[Recorded data]
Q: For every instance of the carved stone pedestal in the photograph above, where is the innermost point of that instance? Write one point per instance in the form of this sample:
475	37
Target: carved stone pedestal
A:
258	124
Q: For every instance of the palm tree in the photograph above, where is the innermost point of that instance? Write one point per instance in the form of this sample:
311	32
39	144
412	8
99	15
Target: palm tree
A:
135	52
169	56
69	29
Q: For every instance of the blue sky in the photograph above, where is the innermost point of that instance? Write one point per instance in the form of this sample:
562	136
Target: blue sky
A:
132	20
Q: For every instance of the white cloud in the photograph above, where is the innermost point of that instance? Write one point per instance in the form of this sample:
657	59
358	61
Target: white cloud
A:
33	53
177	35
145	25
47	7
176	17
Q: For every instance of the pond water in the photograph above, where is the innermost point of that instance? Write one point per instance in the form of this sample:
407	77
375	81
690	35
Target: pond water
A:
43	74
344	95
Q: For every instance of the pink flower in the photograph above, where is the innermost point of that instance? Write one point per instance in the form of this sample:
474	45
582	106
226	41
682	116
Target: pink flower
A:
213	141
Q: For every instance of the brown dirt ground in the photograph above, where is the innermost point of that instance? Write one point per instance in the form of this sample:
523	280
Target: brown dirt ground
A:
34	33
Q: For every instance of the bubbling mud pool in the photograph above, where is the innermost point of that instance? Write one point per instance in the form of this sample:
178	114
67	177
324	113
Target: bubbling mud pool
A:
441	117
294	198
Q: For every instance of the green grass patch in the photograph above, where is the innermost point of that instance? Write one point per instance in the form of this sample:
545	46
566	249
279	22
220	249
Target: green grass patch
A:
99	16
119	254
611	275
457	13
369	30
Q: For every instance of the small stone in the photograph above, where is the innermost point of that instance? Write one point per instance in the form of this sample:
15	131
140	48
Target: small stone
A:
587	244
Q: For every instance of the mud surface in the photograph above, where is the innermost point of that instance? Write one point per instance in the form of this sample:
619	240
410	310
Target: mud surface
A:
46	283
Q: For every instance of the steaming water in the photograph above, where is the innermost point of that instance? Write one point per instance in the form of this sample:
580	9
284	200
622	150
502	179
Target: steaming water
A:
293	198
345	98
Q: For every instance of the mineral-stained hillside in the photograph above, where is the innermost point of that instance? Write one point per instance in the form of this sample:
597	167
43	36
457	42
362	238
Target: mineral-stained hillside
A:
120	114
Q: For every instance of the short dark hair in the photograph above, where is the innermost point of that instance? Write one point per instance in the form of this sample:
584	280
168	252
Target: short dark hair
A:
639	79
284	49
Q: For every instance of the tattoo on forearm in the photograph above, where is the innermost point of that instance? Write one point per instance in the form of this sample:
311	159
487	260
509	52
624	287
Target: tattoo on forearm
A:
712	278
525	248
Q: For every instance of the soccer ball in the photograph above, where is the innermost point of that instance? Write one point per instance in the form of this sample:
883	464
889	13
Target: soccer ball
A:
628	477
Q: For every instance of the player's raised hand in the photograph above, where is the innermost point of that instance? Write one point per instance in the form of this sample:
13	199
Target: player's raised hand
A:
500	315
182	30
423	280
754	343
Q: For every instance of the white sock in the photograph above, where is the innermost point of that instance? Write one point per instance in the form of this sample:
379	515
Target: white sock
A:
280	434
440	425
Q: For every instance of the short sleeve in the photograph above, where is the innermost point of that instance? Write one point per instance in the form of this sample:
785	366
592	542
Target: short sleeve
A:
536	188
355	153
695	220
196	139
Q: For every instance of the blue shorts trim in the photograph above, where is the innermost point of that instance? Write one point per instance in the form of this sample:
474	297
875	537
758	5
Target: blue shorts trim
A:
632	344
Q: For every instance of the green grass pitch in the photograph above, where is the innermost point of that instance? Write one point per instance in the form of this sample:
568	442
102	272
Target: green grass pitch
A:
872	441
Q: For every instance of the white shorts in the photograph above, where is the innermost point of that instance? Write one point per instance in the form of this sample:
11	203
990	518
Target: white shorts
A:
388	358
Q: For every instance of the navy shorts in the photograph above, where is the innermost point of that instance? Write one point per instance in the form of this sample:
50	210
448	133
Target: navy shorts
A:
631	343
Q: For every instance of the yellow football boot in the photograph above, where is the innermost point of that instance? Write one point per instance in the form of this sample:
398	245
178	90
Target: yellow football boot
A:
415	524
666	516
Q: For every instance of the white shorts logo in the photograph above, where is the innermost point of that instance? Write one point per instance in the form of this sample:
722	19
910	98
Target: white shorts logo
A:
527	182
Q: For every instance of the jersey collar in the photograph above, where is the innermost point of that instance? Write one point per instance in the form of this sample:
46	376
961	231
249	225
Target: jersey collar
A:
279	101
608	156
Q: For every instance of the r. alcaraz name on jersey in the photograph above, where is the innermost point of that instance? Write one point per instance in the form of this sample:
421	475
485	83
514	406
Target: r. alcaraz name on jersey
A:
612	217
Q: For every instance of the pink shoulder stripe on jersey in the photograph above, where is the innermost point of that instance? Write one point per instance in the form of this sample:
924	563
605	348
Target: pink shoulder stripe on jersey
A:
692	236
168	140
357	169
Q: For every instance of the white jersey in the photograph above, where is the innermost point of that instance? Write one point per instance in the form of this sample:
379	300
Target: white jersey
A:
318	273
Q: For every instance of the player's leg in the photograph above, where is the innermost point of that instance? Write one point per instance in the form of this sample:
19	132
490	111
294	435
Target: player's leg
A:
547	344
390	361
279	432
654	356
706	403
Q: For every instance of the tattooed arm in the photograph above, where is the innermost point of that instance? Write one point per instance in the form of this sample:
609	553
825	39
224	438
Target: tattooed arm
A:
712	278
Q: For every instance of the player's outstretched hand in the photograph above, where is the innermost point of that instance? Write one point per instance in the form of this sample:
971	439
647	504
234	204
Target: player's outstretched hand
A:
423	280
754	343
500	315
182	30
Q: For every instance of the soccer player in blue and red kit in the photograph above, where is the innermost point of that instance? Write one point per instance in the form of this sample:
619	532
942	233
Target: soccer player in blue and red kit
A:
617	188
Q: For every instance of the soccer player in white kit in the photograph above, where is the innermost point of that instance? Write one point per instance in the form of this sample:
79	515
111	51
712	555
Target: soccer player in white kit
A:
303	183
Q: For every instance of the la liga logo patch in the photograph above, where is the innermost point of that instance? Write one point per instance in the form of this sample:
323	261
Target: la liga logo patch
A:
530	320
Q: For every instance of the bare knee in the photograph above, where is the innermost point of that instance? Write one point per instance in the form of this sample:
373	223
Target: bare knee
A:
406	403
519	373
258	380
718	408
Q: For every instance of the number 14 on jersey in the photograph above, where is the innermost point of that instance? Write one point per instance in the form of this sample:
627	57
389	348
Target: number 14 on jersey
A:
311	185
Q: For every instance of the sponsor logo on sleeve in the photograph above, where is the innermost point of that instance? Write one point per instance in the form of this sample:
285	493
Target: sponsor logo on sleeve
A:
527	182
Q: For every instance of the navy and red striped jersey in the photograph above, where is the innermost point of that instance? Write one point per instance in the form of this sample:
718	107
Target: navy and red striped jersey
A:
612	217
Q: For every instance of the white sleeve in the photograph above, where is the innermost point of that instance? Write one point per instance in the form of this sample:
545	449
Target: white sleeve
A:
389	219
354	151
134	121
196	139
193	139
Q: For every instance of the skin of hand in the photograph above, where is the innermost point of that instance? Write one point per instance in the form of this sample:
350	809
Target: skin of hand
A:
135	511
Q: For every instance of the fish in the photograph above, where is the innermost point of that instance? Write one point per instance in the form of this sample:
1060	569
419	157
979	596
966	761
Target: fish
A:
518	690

[Exercise] Can you reproduce, character for character, the line containing "Q: For every instance of the fish" and every line after it through the end of the data?

[Complete answer]
Q: For every instance of the fish in the photograph above, where is the innermost point of that instance? Write one point per instance in the form of this sample:
1060	569
419	157
979	596
966	761
Target: fish
A:
518	690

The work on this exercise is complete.